ACTION ITEM: Omit each picture as you copy the entries exactly.

━━━

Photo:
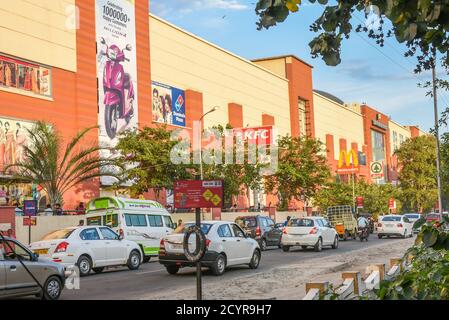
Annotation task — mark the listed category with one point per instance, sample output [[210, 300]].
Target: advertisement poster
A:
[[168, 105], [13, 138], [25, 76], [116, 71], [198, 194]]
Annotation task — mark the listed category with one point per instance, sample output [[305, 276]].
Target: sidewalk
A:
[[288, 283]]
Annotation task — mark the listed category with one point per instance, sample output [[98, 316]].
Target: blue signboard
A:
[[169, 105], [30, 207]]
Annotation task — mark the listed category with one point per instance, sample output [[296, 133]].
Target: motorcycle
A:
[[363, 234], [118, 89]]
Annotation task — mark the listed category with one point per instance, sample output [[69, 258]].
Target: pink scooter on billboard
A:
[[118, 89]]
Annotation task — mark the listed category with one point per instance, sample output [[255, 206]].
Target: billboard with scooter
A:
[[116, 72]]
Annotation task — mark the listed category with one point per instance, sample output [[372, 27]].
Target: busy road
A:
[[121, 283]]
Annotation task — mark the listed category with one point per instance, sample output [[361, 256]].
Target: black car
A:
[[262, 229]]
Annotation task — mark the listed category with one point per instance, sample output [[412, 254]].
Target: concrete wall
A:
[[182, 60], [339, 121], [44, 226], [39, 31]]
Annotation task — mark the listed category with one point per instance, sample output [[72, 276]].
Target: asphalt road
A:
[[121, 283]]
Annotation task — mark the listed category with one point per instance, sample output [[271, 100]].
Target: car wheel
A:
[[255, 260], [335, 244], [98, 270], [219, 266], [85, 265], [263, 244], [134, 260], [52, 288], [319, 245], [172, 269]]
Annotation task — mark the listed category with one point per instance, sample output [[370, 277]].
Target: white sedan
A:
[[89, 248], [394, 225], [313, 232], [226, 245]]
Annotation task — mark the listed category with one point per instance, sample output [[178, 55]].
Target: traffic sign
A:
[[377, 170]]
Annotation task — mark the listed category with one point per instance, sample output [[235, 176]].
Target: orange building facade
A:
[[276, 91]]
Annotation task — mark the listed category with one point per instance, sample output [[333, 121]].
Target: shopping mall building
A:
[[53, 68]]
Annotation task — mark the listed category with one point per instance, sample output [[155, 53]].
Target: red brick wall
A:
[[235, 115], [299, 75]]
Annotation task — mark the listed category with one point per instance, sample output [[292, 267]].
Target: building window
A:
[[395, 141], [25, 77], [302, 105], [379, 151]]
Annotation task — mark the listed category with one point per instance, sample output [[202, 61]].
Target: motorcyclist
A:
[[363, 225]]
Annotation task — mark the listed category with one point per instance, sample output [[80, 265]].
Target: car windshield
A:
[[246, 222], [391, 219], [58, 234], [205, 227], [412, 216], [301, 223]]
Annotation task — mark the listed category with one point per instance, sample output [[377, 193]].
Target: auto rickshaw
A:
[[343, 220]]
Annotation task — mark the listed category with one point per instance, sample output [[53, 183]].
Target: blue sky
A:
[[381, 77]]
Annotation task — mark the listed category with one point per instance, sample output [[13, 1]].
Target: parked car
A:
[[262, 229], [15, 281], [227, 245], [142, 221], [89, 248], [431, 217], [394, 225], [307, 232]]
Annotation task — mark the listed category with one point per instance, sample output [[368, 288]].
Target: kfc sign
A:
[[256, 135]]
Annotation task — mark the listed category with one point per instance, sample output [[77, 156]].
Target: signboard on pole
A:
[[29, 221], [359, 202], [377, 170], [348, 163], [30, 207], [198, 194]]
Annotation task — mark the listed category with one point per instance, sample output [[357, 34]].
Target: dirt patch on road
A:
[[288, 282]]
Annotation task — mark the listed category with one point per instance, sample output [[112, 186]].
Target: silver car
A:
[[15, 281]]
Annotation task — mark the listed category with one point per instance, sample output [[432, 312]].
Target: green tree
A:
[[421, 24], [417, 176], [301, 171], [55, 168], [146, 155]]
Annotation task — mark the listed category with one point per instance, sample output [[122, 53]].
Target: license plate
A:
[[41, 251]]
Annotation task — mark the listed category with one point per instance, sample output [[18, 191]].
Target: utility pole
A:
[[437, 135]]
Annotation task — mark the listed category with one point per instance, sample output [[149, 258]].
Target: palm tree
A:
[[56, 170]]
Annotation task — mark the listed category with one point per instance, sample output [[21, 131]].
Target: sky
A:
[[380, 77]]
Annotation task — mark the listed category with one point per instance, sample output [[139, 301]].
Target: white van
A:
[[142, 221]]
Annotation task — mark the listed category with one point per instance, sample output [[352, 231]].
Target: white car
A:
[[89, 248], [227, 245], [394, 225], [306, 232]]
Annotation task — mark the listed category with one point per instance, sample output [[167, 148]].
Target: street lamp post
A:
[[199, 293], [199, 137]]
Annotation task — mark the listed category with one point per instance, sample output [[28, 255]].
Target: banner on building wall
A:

━━━

TASK OUTPUT:
Photo:
Annotation task — mark the listed category with one point per instance, sample output [[210, 300]].
Target: advertisement poster
A:
[[168, 105], [13, 138], [25, 76], [116, 71], [198, 194]]
Annotation task — mark the listed category with one point per instance, sample output [[305, 276]].
Target: sidewalk
A:
[[288, 283]]
Annotation task — mark the listed category with one point per instance, sample output [[98, 316]].
Target: blue signboard
A:
[[169, 105], [30, 207]]
Annotation task — mark the listed category with one point per instance, sample output [[296, 133]].
Target: motorcycle
A:
[[363, 234], [118, 89]]
Annotation task — mark the listed category with one point per instance, sample output [[69, 258]].
Target: pink scooter on billboard
A:
[[118, 89]]
Annotation task — mark the listed category with one point per instance, sample output [[255, 206]].
Target: billboard with scooter
A:
[[116, 72]]
Annotation task — mark the listed category with one point per instance, sample output [[372, 27]].
Target: busy road
A:
[[121, 283]]
Annotation task — mark the listed category with one point per instance, sample output [[361, 256]].
Target: black car
A:
[[262, 229]]
Annotation task — mark the listed category with one point per instance, sample output [[412, 254]].
Target: concrete wall
A:
[[182, 60], [339, 121], [44, 226], [39, 31]]
Annotation task — mark the listed category with one point per instance, sample output [[72, 276]].
Target: asphalt road
A:
[[121, 283]]
Annotation task — mark the listed category with one point per instance, sample output [[271, 100]].
Target: car wheel
A:
[[255, 260], [335, 244], [98, 270], [219, 266], [85, 265], [263, 244], [134, 260], [52, 288], [319, 245], [172, 269]]
Annotation task — mark the listed category with one point per instance, sample output [[370, 277]].
Target: white sedan
A:
[[89, 248], [394, 225], [313, 232], [226, 245]]
Annotation task — mark the listed category with one point per instance, sample output [[178, 55]].
Target: traffic sign
A:
[[377, 170]]
Annotation task — mark the listed category with one point per instance, sample output [[235, 176]].
Target: orange building facade
A:
[[276, 91]]
Annotation task — mark the listed category with one point per instance, sample output [[333, 121]].
Target: shopping mall building
A:
[[53, 68]]
Annotation task — mark the listed category with one point per instance, sample output [[155, 53]].
Target: red brick wall
A:
[[235, 115], [299, 75]]
Annotation task — mark the listed category with one point per instance, sample output [[292, 267]].
Target: building window
A:
[[395, 141], [25, 77], [302, 105], [379, 151]]
Annotation task — mark the listed category with one point per instance, sample output [[202, 61]].
Target: motorcyclist
A:
[[363, 225]]
Annotation task — mark the listed category with one point per instance, sample output [[80, 265]].
Target: car windshield
A:
[[246, 222], [391, 219], [58, 234], [205, 227], [412, 216], [301, 223]]
Annotation task — mark the listed category with one point per instance, sample output [[377, 193]].
Target: auto rickshaw
A:
[[343, 220]]
Annotation task — mark the listed category with one point per instance, sample output [[53, 183]].
Target: blue sky
A:
[[381, 77]]
Annotation task — mark the listed category with one point per instance, sample output [[13, 1]].
Target: parked car
A:
[[262, 229], [15, 281], [227, 245], [142, 221], [89, 248], [431, 217], [394, 225], [307, 232]]
Annotation task — mark the listed category with one point per instance, sample output [[368, 288]].
Target: kfc sign
A:
[[256, 135]]
Annotation task — mark the listed category with one point per instance, sample output [[77, 156]].
Target: signboard on pole
A:
[[29, 221], [359, 202], [377, 170], [348, 163], [30, 207], [198, 194]]
Annotation task — mark the listed category with one point per instance, sample output [[357, 34]].
Target: dirt patch on road
A:
[[288, 282]]
Annotation task — mark the listed category with one point per instance, sample output [[112, 186]].
Target: silver car
A:
[[15, 281]]
Annotation task — mark the listed category with one point per instance, sample output [[432, 312]].
Target: green tree
A:
[[421, 24], [417, 176], [301, 171], [55, 168], [146, 155]]
Annotation task — mark the listed category with one point per instance, sample output [[122, 53]].
Target: license plate
A:
[[41, 251]]
Annotation task — mark the listed category with one point per instance, sample output [[18, 191]].
Target: utility pole
A:
[[437, 135]]
Annotation task — mark the listed category with one point per instance, sample output [[149, 258]].
Target: palm tree
A:
[[56, 170]]
Annotation task — mark the listed category with one point per instance, sample output [[21, 131]].
Target: sky
A:
[[380, 77]]
Annotation task — mark the listed category with one point per instance, sample output [[139, 301]].
Target: white van
A:
[[142, 221]]
Annotation task — mark the listed category with one point per instance, sample output [[352, 231]].
Target: white car
A:
[[89, 248], [227, 245], [394, 225], [306, 232]]
Annotation task — mark the listed category with one point per instance, sample output [[167, 148]].
Target: street lamp post
A:
[[199, 293], [199, 137]]
Annotation task — mark the listed category with one point per instance, sample output [[28, 255]].
Target: banner on building wall
A:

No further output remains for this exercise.